PASSAGE SHOWN:
========
2010-12-15 19:06:46 | Anonymous
Miller:
Wouldn't a transition to IFRS via convergence (i.e. replace US GAAP with IFRS based standards) instead of adoption (i.e. toss out US GAAP and adopt IFRS as issued by IASB) relieve some of the issues you raise? If US GAAP and IFRS were the same regulators, investors and corporations would all benefit, no?
2010-12-14 20:05:01 | Paul B. W. Miller
With all due respect, Mr. Goldschmidt is mistaken on several counts, even severely so. The most important is his assumption that the current set of IFRS represents high quality accounting standards. It does not (and neither does GAAP). The second mistake is his presumption that the IASB is adequately equipped to develop high quality accounting standards. It is not (and neither is FASB, but the latter is better positioned than the former to produce the reforms that are sorely needed to produce truly useful financial statements). The third is his threat that the U.S. would be isolated in the capital markets for failing to adopt a minimally different but not demonstrably better set of standards. It will not be (in fact, IASB will be the one that is isolated without its current support from the U.S.). The fourth is that the SEC is in the position to snap its fingers and adopt IFRS. It is not because its authority to set standards is created by the Securities Acts (33 and 34) and its ability to delegate that authority to an external agency is spelled out in Sarbanes. That Sarbanes provision requires the SEC to exercise oversight over the designated standard setting agency and fund its budget through fees levied against SEC registrants in proportion to their market capitalization. This leaves two possibilities: either the IASB agrees to accept the funding and submit to the SEC’s oversight, which is totally infeasible, or the Congress agrees to give up the SEC’s control (and protection) over the standard setting process and turn it over to an international body that is beyond its oversight and protection as well as immersed in a political milieu characterized by interests that are often inimical to the U.S. This latter change is even more infeasible because it would have to be justified as being better for U.S. investors and capital markets.
========
EXTRACTED ENTRIES:
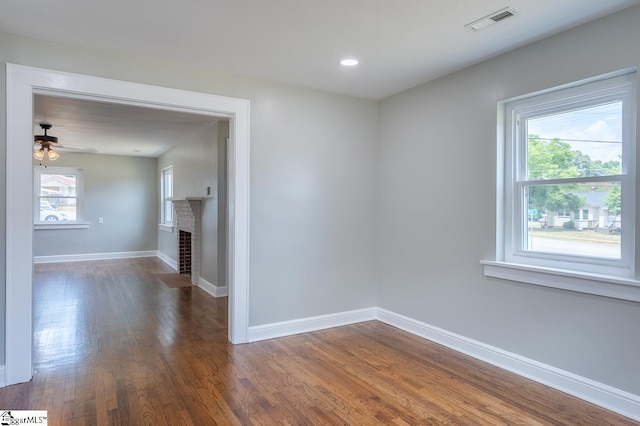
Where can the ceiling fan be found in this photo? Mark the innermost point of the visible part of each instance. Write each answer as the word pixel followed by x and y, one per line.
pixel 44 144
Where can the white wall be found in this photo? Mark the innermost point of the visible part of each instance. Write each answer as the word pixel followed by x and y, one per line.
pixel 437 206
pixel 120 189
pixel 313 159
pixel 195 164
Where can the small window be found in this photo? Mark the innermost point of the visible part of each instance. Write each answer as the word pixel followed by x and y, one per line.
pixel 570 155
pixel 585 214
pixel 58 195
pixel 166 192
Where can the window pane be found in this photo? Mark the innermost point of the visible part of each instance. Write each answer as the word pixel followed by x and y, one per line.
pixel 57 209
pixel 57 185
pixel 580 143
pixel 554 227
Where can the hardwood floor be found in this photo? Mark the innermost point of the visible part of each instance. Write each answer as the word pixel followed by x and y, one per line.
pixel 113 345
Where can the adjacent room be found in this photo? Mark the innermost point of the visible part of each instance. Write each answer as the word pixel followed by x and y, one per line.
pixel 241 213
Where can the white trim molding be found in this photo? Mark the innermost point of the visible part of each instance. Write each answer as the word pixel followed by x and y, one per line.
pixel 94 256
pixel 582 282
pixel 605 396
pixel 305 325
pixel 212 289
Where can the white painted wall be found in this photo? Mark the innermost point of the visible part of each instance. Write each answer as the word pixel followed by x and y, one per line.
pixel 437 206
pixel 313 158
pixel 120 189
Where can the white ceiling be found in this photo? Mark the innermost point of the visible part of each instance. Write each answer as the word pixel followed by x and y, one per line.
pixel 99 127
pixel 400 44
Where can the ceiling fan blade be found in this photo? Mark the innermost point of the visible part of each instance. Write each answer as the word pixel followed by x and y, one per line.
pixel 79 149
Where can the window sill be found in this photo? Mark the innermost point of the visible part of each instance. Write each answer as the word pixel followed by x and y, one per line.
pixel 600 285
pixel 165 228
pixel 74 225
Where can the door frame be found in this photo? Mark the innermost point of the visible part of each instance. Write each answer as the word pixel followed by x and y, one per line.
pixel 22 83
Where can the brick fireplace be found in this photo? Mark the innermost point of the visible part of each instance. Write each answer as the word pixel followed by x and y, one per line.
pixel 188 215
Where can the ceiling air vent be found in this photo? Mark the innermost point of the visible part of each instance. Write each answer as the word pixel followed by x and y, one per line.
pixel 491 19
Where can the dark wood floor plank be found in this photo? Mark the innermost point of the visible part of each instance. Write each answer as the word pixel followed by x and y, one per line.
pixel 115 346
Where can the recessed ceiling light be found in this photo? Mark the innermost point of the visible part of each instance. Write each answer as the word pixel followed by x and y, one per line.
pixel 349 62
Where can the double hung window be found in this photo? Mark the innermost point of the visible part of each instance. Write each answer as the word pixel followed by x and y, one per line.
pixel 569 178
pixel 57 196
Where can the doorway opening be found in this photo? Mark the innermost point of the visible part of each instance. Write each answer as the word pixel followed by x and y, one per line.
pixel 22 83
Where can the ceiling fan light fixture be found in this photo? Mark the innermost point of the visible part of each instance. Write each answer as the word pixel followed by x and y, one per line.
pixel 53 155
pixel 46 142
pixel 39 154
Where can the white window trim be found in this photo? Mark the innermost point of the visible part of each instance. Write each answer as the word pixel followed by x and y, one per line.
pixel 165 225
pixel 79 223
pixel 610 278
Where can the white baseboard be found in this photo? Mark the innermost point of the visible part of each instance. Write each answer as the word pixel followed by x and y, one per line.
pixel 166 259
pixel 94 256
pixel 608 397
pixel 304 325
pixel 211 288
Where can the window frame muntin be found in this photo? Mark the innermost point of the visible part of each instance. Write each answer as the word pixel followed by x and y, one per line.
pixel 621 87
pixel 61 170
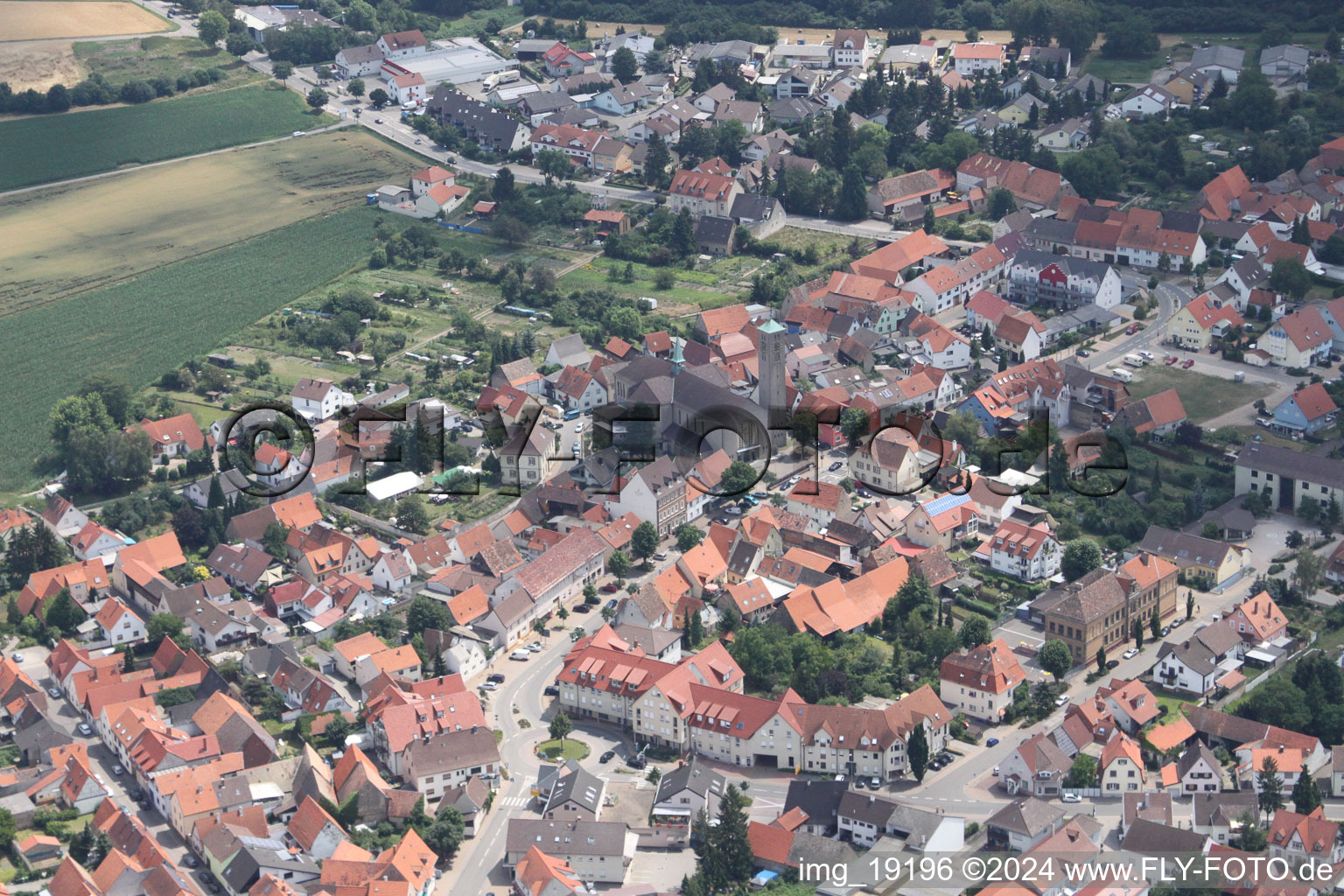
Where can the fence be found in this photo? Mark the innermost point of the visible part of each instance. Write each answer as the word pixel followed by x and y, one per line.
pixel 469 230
========
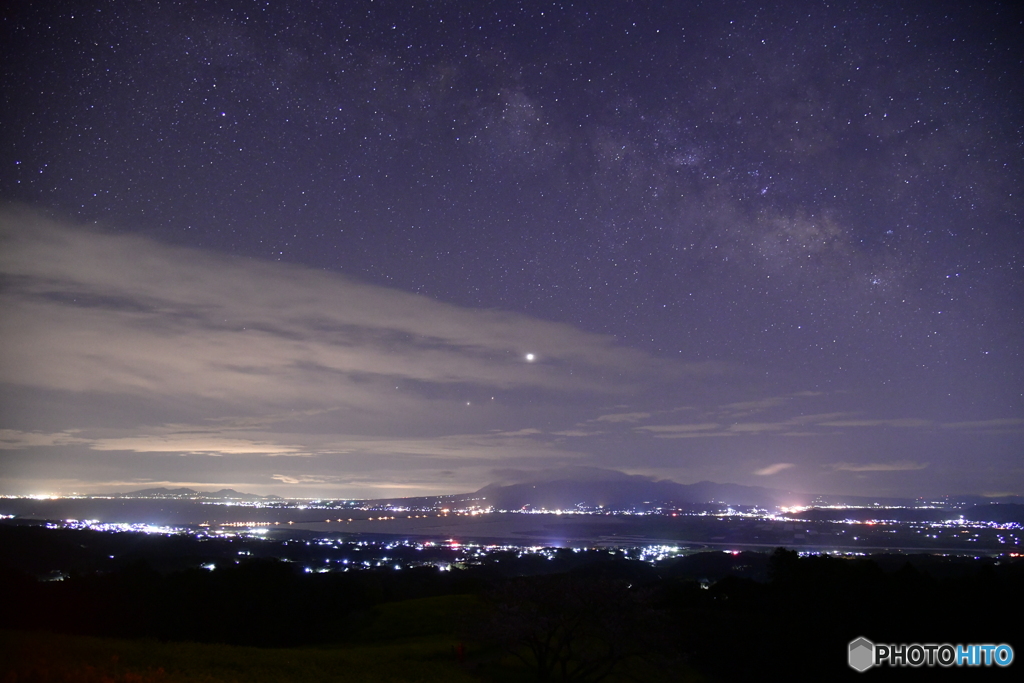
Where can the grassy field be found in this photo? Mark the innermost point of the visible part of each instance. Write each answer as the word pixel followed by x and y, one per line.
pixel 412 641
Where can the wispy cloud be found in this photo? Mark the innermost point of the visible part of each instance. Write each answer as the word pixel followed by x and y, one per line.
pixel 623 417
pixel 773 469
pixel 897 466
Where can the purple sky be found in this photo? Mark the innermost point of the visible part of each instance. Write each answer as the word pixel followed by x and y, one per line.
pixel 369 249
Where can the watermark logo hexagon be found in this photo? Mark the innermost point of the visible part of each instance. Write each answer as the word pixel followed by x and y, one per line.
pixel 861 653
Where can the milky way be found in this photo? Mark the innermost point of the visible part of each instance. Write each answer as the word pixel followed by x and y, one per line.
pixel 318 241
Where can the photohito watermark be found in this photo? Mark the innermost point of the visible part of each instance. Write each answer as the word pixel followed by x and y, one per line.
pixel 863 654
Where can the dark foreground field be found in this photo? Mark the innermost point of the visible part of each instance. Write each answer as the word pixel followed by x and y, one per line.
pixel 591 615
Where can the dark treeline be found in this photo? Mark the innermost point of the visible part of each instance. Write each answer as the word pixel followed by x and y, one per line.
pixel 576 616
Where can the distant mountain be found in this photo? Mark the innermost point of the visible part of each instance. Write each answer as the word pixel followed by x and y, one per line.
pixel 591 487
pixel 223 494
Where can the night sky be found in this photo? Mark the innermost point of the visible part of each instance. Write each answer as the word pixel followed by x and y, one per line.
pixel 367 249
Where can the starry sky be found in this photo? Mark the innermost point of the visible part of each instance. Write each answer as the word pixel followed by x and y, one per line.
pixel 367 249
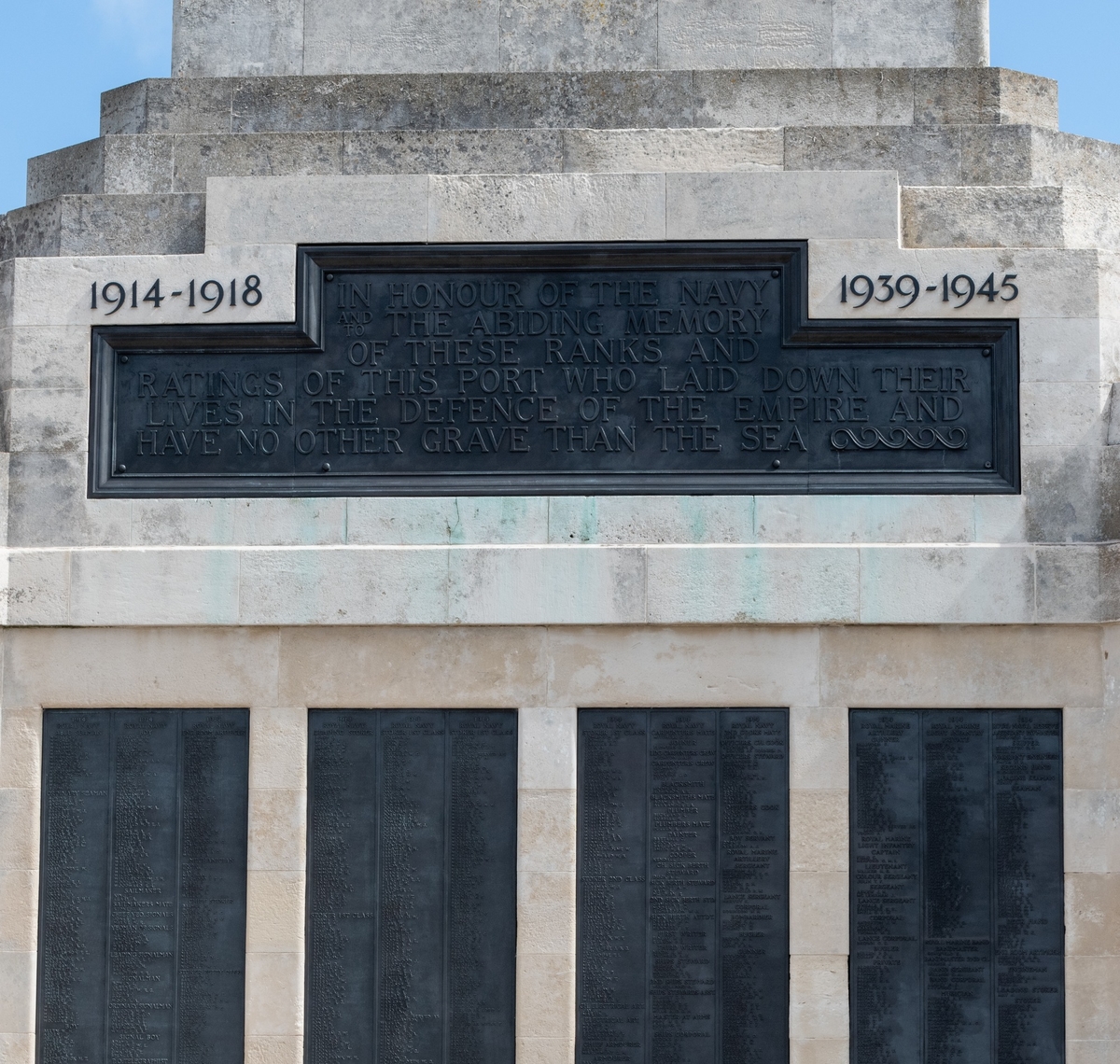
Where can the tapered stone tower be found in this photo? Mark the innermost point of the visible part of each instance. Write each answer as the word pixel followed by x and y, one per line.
========
REQUIRED WORK:
Answer these questions about the comment thread on IFRS and US GAAP:
1. Who posted the comment dated 2010-12-14?
2. Which acts does that comment say create the SEC's authority to set standards?
3. In the anonymous comment, what does adoption involve?

RESPONSE TO THIS EXERCISE:
1. Paul B. W. Miller.
2. The Securities Acts (33 and 34).
3. Tossing out US GAAP and adopting IFRS as issued by IASB.